• _Aim_: Rewrite the data below from the line containing "of the stack" through the end of the data, keeping the requests, and offset every point coordinate in the answers by adding 89. Leave all other numbers, including those in the format samples, unchanged.
═══
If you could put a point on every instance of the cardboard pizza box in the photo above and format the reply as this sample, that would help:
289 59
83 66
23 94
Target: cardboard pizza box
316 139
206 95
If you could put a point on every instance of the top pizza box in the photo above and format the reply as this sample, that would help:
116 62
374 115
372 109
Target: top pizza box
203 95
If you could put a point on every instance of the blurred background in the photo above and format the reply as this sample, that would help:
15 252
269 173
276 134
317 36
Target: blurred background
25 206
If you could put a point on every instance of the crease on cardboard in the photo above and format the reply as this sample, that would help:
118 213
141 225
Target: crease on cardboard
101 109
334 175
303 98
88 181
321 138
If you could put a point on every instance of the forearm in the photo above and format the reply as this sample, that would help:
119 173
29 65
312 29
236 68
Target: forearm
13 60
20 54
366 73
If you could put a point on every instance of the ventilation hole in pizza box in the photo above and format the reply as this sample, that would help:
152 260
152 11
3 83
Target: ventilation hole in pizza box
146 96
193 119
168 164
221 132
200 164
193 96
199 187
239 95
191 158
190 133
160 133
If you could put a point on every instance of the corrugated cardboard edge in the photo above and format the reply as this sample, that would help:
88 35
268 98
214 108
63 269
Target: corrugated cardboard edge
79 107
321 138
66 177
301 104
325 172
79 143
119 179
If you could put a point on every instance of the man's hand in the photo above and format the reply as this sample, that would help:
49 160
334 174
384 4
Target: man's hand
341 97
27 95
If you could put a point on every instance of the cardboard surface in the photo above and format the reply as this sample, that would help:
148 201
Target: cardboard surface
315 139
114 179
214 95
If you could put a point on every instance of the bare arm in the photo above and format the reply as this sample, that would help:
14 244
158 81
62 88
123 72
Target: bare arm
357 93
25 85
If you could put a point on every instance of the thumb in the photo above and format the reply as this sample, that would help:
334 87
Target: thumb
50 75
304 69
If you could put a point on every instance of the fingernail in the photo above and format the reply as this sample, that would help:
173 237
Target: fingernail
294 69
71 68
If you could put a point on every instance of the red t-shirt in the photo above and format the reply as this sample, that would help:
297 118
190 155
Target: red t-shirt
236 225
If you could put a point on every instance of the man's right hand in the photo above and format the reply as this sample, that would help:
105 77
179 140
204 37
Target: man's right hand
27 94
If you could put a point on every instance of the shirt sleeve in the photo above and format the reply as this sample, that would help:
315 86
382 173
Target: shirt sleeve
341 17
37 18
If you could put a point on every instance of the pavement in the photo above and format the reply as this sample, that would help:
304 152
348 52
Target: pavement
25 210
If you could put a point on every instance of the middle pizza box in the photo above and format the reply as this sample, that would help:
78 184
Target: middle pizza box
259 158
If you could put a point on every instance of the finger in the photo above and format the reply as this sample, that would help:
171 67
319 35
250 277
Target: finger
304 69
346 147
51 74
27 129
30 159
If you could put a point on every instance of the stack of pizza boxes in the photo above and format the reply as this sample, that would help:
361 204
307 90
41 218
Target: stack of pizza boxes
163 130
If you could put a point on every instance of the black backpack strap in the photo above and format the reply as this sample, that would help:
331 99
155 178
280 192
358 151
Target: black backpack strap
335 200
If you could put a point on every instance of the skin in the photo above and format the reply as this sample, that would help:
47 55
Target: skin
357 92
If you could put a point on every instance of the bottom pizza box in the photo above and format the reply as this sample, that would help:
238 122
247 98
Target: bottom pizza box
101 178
═══
• _Response to this exercise_:
If you could put a point on every instance of the stack of pizza boxes in the photo above and format the reply as this sample, that would help:
361 204
307 90
41 218
Target: stack of pizza boxes
252 219
If you could put a point on every instance of the black backpack strap in the photo above and format the reply as this sample, that would help:
331 99
155 178
280 192
358 151
Target: black backpack strap
424 289
If you could put a point on every instance of the skin in the photo above and format the reply as this sample, that would help:
47 55
Target: skin
446 181
If you could put a point on every instance of the bottom pizza box in the photo above and format the reply as this sample, that would help:
238 122
247 98
Target: bottom pizza box
190 267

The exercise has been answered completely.